### EXCERPT PROVIDED ###

I have spent most of my 45 years only showing a very small portion of myself to most of the people in my life. Most of it from age 13ish to 35ish, miserable and not understanding why I was miserable. I was just so shut down and focused on doing what I felt I was supposed to do, I did my best to not even think about it. Be a good mom, a good provider, a decent wife, a good employee, good equestrian, gardener, cook........yada yada yada. I focused on everything but being a good ME.

Then a wild child young lady jumped me from out of no where and turned my world upside down. It was a rocky few years and not kind to either one of us at times. A few moments were downright brutal. During some of the off of the on and off, I had met another woman, completely different in most ways from the first. Yet there was a similarity also. Both fighting their own terrible demons, both fighting to be something other than what the outside world expected of them. Both rocking my world and teaching me things about myself I didn't know existed. At some point the first relationship faded and the second blossomed.

They are both gone now. Both died way too early and have left deep aching holes in my heart. Those two women, especially the second, got to see more of me than anyone else in my life. And I them. They opened their souls to me. At first fearful, one even tried to disgust me and prove to herself that she was unlovable and I was not to be trusted with her heart. Then they opened in great gulps of the most amazing .........I just don't have the words to express it. They showed me everything, their outer beauty, everything the rest of the world saw and lusted after, their inner demons and ugliness, and the beautiful submissive core, no one else could see, they held out to me. That they could learn to trust me with all of that, just blew my mind. And it drove me. Drove me to push myself, accept myself, and learn about me. Demand I be the best me I could, to be honest about all of my pieces.

Sadly, I learned that very few people want to know all of us. Most of our relationships are very conditional. Even beyond the things we first think of. Most people have an idea of who we are, they need to put us in a nice neat little box. When we try to climb out, it confuses them, it scares them. They turn away in horror and pretend it doesn't exist.

My sister said something to me several months ago that shocked me. It was about unconditional love and how most people talk a good story but very few actually can. Then she said that I was the only person she knew that really understood it. Now, I think she may have stretched my greatness just a wee bit. I am sure I do have more than a few conditions, but perhaps they are just a little futher out, and fewer, than anyone else she knows.

I like digging out all the pieces and bits in people I love. The weird thing about me is the more I know the dark,scary, icky stuff, I appreciate the good stuff even more. I love them more for all their imperfections. Perhaps it also helps me feel less the weirdo about my own. Helping me to accept me as I am rather than how I believe everyone expects me to me.

### ENTRIES ###

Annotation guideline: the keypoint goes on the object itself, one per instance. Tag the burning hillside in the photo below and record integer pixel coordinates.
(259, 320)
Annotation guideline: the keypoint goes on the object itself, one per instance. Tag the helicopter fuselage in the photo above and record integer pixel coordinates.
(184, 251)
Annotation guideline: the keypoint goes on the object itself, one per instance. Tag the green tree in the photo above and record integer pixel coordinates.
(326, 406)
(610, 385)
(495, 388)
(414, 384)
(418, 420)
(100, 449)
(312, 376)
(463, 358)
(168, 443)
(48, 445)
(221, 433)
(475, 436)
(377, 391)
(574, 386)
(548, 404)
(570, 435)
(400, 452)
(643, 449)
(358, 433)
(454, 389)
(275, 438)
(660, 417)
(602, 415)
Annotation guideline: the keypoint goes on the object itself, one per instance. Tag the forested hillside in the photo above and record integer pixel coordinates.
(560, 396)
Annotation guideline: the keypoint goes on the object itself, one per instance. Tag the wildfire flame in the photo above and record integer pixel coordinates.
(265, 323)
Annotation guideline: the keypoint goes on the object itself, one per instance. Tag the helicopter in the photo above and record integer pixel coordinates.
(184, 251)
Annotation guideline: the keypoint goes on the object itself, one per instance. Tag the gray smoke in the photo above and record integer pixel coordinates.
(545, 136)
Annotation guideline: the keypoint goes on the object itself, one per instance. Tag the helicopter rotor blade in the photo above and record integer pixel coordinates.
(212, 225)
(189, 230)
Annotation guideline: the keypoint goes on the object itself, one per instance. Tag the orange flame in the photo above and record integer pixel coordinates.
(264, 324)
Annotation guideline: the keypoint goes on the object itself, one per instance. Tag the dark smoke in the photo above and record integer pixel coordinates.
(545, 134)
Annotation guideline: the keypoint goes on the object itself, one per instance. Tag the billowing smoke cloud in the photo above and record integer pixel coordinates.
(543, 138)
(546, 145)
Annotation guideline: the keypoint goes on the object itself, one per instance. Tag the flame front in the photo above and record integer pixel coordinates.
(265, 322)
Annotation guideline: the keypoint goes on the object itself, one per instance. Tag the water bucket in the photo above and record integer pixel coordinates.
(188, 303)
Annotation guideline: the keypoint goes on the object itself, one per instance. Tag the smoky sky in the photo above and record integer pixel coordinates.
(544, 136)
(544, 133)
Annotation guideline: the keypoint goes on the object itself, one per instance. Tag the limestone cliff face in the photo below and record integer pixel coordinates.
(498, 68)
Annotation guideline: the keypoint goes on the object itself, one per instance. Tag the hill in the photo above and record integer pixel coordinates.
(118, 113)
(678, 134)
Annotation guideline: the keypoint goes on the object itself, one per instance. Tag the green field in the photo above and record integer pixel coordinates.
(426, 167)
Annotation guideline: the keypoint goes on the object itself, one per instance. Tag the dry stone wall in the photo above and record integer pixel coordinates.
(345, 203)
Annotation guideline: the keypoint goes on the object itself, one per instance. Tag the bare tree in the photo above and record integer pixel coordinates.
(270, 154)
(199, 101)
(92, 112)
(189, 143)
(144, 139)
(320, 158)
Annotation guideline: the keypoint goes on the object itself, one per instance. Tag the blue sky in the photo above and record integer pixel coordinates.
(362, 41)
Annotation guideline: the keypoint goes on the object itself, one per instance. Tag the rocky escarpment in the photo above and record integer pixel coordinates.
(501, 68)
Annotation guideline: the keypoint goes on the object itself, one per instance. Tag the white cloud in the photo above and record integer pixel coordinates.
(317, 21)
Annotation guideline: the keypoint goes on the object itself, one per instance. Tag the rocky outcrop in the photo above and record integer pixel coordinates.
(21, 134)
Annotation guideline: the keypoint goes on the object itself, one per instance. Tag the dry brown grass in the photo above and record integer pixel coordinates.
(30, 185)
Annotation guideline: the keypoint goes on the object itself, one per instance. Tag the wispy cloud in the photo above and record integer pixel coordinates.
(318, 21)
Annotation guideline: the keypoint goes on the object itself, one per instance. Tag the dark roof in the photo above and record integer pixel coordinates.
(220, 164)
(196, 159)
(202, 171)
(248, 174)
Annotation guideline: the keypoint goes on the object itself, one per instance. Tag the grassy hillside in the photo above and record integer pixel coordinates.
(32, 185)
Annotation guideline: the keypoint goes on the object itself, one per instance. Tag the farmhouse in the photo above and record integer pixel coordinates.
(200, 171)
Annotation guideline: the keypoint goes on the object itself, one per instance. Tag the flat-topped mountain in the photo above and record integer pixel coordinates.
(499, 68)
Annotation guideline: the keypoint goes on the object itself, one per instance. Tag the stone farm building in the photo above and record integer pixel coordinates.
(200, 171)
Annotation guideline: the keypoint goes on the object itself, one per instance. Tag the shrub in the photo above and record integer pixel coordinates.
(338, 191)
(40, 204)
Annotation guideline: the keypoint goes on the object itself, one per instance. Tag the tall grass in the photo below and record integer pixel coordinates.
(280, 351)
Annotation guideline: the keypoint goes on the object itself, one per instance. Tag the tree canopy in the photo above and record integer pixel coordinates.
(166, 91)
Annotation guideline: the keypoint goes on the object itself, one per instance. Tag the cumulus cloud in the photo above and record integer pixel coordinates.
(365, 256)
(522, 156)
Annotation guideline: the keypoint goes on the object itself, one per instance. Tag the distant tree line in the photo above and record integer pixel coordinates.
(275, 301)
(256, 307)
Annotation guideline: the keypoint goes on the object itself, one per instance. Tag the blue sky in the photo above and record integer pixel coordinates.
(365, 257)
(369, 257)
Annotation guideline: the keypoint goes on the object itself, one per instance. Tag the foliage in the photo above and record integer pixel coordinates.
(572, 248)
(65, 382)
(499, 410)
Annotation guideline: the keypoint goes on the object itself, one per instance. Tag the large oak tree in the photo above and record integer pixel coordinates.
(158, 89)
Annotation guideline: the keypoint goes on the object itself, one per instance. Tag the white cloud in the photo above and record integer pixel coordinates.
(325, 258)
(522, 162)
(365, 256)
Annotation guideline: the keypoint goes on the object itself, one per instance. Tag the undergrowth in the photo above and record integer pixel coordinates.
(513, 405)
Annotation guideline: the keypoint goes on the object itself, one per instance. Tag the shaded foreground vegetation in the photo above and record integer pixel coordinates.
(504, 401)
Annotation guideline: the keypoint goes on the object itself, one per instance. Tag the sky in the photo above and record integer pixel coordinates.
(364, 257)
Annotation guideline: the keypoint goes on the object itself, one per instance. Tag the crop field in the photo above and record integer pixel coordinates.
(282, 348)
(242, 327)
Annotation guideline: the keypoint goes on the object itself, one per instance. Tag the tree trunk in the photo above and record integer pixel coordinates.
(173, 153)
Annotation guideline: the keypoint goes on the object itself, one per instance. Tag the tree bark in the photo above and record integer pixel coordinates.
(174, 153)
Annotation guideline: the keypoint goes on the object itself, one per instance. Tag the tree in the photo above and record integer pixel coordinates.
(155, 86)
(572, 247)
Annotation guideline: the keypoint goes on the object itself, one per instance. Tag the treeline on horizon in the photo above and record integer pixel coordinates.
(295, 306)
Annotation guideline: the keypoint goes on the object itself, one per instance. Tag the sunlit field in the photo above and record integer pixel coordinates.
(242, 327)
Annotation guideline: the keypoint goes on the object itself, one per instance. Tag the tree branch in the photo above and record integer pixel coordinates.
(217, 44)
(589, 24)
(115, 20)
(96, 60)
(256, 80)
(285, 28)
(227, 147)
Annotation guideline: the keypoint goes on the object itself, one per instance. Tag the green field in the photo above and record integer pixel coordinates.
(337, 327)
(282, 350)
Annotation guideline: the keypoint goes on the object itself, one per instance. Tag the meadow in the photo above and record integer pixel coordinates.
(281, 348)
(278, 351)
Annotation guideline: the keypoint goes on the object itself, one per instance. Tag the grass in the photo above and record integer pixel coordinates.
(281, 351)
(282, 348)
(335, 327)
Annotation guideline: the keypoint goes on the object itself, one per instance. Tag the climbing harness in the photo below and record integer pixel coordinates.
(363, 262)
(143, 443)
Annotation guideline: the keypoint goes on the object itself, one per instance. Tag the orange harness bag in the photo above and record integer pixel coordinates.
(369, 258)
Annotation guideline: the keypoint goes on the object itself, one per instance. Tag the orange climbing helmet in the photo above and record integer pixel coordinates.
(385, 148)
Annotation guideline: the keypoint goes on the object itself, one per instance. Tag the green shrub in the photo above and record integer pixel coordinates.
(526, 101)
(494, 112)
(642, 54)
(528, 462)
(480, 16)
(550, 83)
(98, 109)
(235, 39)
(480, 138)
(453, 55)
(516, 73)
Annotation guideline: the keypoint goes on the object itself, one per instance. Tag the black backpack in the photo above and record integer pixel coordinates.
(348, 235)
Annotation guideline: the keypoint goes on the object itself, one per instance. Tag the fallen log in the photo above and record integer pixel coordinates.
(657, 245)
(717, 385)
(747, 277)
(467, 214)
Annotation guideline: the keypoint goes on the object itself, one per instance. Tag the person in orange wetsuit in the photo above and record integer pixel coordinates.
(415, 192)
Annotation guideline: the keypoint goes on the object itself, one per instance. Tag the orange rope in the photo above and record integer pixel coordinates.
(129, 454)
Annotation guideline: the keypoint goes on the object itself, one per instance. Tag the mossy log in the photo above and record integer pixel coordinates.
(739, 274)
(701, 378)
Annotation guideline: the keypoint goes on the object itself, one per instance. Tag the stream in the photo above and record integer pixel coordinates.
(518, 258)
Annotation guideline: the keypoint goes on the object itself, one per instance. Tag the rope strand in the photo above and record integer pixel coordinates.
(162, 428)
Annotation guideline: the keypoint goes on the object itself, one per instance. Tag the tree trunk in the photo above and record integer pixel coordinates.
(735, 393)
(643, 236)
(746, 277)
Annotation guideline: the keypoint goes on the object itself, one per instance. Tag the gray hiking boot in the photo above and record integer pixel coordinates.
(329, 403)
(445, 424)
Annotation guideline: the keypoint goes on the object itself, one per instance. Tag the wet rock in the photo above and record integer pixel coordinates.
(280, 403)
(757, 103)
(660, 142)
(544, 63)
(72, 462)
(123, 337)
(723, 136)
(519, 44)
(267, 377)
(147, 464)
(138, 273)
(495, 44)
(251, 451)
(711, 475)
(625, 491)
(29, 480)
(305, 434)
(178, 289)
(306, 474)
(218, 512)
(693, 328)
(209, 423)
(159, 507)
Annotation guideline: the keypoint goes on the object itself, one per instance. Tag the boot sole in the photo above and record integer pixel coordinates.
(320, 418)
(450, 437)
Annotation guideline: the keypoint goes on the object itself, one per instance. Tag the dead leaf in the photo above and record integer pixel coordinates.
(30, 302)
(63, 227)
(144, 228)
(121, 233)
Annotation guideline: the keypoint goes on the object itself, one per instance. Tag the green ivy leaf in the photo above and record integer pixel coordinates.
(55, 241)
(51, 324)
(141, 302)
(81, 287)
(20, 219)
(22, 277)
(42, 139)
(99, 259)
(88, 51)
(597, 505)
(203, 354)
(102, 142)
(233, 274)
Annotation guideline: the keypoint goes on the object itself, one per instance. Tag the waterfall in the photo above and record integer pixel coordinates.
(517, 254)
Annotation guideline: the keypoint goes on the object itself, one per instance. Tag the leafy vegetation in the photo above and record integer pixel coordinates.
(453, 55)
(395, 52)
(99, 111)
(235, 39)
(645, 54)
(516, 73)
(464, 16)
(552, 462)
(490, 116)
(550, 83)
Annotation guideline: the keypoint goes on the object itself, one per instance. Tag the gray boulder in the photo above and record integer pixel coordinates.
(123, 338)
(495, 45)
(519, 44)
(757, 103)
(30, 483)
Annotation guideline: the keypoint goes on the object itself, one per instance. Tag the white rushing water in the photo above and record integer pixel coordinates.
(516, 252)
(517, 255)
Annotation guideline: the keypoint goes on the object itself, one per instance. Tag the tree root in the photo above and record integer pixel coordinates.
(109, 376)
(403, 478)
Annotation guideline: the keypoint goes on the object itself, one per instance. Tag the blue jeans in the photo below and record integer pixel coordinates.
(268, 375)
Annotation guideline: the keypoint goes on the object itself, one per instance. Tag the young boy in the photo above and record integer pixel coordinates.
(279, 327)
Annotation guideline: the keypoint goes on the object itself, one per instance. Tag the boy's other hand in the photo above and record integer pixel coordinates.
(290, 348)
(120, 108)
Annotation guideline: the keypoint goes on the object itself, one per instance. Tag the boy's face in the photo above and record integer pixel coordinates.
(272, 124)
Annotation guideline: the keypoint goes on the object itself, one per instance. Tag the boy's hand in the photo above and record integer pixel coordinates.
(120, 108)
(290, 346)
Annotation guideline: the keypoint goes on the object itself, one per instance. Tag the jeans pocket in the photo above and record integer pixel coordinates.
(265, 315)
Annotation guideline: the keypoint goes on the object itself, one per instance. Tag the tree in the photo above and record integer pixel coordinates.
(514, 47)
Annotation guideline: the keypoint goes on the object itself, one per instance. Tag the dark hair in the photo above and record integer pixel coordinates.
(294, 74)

###

> **WORK INSTRUCTIONS**:
1. Transcribe the essay's passage starting with "My sister said" and going on through "expects me to me.".
2. In the essay, the sentence that begins "Be a good mom" names a series of roles the writer felt obliged to fill. List every one of them.
3. Decide whether each statement agrees with the essay. Answer yes or no, and quote the words that settle it.
(a) The writer's sister said the writer was the only person she knew who really understood unconditional love.
(b) The first relationship blossomed while the second faded.
(c) The second woman was nearly identical to the first in most ways.

> **ANSWERS PROVIDED**:
1.
My sister said something to me several months ago that shocked me. It was about unconditional love and how most people talk a good story but very few actually can. Then she said that I was the only person she knew that really understood it. Now, I think she may have stretched my greatness just a wee bit. I am sure I do have more than a few conditions, but perhaps they are just a little futher out, and fewer, than anyone else she knows.

I like digging out all the pieces and bits in people I love. The weird thing about me is the more I know the dark,scary, icky stuff, I appreciate the good stuff even more. I love them more for all their imperfections. Perhaps it also helps me feel less the weirdo about my own. Helping me to accept me as I am rather than how I believe everyone expects me to me.

2.
- a good mom
- a good provider
- a decent wife
- a good employee
- good equestrian
- gardener
- cook

3.
(a) Yes: "Then she said that I was the only person she knew that really understood it."
(b) No: "At some point the first relationship faded and the second blossomed."
(c) No: "completely different in most ways from the first."